### TASK TO COMPLETE:
In the records that follow, find each line containing "ground" and copy it.

Referring expression data
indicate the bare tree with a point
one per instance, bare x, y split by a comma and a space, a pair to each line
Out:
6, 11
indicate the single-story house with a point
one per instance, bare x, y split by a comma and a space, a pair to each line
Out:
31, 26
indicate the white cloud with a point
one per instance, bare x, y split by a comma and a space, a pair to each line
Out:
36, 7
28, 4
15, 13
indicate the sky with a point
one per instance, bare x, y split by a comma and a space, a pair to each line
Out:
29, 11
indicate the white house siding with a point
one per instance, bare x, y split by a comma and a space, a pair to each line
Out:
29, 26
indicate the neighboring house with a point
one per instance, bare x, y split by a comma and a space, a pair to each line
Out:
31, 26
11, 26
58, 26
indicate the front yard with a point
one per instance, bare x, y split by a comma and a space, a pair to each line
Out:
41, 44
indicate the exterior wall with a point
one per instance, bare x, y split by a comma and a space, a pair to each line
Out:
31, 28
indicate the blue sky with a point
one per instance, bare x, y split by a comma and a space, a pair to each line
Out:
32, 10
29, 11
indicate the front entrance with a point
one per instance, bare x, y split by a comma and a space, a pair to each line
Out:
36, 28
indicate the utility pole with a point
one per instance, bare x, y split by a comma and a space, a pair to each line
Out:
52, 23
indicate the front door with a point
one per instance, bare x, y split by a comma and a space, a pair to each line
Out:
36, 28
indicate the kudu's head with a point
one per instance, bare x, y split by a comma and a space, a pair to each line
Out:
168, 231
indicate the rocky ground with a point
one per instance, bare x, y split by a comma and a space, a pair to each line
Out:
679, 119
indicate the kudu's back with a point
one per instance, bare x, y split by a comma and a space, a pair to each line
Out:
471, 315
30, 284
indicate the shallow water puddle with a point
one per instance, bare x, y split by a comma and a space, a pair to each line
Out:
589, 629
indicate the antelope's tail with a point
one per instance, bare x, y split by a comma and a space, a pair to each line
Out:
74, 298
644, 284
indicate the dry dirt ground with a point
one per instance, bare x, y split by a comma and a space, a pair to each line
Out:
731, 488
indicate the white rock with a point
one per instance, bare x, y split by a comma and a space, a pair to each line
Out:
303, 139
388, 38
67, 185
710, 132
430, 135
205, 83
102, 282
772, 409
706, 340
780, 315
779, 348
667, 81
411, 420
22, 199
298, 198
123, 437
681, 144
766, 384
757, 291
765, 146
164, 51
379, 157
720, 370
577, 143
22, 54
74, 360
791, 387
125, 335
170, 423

### WRITTEN ANSWER:
indicate the rocky ground with a point
indicate the dry dirt ground with a point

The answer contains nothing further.